━━ Data for the task ━━
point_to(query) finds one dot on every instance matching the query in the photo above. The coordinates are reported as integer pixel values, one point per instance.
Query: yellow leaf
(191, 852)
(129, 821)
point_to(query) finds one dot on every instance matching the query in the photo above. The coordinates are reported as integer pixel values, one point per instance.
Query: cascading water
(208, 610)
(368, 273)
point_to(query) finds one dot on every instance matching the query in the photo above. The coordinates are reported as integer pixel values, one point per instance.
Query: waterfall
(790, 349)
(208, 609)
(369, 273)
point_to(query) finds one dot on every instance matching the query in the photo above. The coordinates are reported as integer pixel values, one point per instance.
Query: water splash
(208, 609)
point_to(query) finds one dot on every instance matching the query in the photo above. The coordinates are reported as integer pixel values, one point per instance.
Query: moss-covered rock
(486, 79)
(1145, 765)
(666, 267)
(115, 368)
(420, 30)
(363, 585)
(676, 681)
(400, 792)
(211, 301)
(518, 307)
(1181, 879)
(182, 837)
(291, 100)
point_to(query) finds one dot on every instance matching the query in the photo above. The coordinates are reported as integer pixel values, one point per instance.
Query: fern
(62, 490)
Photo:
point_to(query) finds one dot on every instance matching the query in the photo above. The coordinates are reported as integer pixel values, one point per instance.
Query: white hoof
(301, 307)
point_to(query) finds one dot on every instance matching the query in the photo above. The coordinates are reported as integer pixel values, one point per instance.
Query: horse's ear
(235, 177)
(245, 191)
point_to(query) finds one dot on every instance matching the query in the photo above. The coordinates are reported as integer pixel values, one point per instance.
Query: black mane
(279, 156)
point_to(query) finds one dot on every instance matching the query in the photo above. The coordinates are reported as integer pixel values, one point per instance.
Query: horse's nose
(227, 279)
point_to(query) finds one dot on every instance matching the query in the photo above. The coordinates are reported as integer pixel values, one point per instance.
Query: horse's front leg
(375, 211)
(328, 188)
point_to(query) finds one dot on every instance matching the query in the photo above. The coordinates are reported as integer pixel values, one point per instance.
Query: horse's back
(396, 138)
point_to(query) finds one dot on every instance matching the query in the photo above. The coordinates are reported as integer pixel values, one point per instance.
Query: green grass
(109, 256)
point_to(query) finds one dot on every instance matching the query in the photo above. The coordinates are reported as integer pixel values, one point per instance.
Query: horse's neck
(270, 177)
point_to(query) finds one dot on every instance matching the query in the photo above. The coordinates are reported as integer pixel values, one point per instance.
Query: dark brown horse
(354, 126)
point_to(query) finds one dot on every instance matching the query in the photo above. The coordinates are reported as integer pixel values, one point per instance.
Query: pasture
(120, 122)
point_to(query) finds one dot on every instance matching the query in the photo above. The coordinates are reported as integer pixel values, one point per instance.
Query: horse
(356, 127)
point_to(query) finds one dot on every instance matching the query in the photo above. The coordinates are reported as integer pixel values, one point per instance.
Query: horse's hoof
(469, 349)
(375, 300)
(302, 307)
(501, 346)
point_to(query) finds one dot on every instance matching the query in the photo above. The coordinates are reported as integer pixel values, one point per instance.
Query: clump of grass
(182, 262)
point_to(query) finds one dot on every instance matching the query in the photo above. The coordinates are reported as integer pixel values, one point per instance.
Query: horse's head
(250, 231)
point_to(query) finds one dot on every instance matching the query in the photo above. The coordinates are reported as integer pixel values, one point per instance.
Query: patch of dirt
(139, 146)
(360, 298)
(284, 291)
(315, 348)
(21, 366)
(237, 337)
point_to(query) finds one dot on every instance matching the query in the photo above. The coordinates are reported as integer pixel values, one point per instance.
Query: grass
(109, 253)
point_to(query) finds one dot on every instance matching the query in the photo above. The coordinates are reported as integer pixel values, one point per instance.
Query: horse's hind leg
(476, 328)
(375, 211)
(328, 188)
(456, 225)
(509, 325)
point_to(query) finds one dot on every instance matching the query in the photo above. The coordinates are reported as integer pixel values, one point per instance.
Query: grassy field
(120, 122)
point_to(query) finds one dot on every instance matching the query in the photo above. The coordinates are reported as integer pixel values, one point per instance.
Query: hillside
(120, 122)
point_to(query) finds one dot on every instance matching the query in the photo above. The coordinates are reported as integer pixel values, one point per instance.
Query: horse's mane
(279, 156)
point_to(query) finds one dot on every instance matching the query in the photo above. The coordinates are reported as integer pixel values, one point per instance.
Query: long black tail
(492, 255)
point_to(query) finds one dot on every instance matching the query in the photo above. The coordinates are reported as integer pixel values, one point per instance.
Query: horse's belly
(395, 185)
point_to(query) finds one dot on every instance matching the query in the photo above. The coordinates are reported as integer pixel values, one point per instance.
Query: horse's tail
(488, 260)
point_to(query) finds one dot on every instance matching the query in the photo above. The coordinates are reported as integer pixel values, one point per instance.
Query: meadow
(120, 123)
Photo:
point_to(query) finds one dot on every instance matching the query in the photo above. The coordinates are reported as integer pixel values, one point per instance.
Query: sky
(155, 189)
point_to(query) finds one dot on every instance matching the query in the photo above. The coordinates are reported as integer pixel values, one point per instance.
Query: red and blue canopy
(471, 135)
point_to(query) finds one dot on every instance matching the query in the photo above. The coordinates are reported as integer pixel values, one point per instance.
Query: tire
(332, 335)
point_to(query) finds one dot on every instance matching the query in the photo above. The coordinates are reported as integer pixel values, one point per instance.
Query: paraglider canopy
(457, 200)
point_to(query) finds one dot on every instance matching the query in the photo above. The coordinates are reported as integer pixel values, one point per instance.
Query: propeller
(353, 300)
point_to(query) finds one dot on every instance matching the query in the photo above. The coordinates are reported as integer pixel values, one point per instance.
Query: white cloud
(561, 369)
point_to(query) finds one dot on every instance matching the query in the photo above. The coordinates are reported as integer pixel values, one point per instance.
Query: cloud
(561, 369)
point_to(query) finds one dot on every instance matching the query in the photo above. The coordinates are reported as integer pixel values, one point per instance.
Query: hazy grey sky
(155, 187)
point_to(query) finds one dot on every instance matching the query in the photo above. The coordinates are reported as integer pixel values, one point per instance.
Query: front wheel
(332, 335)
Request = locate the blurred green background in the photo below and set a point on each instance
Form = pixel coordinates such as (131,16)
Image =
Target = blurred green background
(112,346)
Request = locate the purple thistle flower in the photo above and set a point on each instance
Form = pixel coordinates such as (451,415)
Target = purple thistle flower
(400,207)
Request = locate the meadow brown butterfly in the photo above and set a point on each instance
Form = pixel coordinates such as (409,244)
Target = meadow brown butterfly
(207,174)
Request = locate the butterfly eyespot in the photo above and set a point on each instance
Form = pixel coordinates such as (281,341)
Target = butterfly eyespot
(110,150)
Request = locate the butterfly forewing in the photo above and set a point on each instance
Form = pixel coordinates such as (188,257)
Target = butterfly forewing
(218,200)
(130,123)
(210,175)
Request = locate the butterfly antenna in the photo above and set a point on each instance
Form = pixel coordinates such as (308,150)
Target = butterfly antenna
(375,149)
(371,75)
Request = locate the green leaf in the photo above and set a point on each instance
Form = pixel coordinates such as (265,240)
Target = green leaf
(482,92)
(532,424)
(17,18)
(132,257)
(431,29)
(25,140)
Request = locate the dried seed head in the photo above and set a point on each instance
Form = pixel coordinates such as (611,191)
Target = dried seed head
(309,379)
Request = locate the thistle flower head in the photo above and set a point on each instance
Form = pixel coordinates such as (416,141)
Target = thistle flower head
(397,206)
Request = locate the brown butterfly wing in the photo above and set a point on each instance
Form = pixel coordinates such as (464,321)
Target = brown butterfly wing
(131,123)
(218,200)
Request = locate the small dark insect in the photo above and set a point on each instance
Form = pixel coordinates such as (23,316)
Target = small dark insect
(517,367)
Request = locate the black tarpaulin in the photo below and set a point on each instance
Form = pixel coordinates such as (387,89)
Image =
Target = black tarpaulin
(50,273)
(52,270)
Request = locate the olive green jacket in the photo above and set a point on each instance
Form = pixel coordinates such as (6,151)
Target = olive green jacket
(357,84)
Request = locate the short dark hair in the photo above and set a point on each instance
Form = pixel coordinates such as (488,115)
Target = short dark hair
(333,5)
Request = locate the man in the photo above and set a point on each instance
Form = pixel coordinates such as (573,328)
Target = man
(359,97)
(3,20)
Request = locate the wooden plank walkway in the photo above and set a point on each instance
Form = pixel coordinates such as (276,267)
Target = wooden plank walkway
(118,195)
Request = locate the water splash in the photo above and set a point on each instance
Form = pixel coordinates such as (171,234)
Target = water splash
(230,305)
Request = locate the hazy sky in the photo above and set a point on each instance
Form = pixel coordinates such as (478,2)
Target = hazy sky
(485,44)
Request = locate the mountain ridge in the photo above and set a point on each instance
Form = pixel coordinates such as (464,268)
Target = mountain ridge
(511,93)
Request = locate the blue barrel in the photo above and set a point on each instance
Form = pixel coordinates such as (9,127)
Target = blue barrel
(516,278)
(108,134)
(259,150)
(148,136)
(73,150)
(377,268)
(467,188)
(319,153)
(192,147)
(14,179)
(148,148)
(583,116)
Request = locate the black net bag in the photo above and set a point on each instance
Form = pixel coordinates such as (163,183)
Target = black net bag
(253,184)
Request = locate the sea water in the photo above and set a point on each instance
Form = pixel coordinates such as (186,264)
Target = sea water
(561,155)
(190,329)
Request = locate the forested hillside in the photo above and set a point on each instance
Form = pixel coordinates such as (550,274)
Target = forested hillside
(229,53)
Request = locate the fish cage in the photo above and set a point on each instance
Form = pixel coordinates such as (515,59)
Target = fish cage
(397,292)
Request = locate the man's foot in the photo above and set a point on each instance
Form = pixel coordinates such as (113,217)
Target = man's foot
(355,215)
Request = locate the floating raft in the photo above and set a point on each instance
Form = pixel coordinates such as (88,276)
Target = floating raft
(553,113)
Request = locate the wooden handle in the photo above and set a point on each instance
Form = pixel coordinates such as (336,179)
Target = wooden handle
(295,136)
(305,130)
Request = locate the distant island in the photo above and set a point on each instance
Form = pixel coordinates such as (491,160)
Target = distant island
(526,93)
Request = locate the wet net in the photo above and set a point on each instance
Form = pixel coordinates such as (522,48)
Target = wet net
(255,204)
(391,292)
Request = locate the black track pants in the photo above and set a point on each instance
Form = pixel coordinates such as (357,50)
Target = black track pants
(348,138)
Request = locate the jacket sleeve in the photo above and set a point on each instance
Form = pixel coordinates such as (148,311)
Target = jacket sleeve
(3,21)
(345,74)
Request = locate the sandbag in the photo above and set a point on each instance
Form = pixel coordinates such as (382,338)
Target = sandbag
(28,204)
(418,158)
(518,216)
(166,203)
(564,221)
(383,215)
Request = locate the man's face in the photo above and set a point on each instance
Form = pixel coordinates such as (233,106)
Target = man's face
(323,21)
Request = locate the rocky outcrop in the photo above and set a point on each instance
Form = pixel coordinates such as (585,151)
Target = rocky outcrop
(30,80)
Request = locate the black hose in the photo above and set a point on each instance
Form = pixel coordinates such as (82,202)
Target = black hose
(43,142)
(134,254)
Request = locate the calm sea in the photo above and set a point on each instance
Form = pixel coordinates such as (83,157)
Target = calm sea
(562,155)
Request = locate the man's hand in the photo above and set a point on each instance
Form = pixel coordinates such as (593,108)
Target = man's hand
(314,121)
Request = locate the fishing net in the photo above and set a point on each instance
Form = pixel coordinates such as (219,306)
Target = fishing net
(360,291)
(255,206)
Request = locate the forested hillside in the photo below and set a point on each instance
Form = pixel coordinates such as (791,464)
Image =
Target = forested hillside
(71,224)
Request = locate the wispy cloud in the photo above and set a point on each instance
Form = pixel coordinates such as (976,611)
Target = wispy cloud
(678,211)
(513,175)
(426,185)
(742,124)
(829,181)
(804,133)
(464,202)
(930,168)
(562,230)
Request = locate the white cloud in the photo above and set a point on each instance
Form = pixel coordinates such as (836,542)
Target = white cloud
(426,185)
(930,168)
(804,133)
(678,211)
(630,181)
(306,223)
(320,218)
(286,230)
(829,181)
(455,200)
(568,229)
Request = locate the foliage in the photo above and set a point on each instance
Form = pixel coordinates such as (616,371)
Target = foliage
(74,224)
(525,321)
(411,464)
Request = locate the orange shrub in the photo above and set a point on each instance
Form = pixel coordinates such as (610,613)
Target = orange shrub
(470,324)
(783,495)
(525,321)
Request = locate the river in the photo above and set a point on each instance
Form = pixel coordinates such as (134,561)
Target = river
━━━
### Aim
Quote exactly and only the lines from the one holding "Request = locate the rocky" through the end of the data.

### Task output
Request = locate the rocky outcrop in the photo above and set a point on each instance
Form = pixel coordinates such as (585,151)
Target = rocky outcrop
(30,80)
Request = locate the black hose in the photo above and set a point on each instance
Form = pixel coordinates such as (82,202)
Target = black hose
(43,142)
(134,254)
Request = locate the calm sea in the photo above and set a point on each instance
Form = pixel coordinates such as (83,157)
Target = calm sea
(562,155)
Request = locate the man's hand in the photo above and set a point on each instance
Form = pixel coordinates such as (593,108)
Target = man's hand
(314,121)
Request = locate the fishing net in the photo above and set a point on each instance
Form = pixel coordinates such as (219,306)
Target = fishing net
(360,291)
(255,206)
Request = locate the forested hillside in the photo below and set a point on each instance
Form = pixel coordinates such as (791,464)
Image =
Target = forested hillside
(71,224)
Request = locate the wispy cloud in the photo above and set a point on each instance
Form = pixel coordinates such as (976,611)
Target = wispy cloud
(678,211)
(513,175)
(426,185)
(742,124)
(829,181)
(804,133)
(464,202)
(930,168)
(562,230)
Request = locate the white cloud in the photo above and set a point on each instance
Form = pixel coordinates such as (836,542)
Target = white cloud
(426,185)
(930,168)
(804,133)
(678,211)
(630,181)
(306,223)
(320,218)
(286,230)
(829,181)
(455,200)
(568,229)
Request = locate the foliage in the photo above and set a point on each instance
Form = pixel coordinates such as (616,371)
Target = foliage
(74,224)
(525,321)
(411,464)
Request = locate the orange shrub in the photo above and set a point on each instance
Form = pixel coordinates such as (610,613)
Target = orange shrub
(470,324)
(783,495)
(525,321)
Request = locate the river in the photo above and set a point on each instance
Form = pixel coordinates such as (134,561)
Target = river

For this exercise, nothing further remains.